TASK REQUIREMENTS :: Count the lines in the items below that contain the string "Query", and give only that number.

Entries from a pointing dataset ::
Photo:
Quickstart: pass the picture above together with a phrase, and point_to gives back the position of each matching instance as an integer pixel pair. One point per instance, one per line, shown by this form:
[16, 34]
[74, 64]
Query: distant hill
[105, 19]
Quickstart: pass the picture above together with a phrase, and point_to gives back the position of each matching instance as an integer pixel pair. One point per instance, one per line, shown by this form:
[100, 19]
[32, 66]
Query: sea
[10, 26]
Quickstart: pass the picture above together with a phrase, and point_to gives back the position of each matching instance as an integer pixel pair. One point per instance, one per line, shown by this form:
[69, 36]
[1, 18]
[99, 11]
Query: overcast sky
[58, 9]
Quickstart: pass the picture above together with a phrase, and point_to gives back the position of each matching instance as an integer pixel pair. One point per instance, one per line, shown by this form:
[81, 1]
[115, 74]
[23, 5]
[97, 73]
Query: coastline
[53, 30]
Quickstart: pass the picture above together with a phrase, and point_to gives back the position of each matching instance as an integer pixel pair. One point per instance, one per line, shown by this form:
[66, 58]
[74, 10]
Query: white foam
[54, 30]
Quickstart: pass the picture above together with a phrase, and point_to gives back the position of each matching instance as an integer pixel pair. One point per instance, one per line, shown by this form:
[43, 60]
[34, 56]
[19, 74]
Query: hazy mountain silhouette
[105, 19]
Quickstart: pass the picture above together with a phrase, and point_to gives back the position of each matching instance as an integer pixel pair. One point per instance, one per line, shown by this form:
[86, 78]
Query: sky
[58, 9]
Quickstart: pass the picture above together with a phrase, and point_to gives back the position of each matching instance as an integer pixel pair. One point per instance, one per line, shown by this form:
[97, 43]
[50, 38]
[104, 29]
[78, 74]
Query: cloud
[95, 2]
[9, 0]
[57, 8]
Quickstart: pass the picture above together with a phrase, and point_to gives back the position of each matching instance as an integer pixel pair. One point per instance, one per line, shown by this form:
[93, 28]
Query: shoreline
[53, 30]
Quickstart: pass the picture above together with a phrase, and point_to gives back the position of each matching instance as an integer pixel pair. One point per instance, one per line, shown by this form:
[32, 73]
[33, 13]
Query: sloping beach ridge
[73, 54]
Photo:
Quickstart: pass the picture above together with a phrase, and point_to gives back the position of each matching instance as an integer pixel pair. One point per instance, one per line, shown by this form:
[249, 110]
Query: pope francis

RESULT BELOW :: 11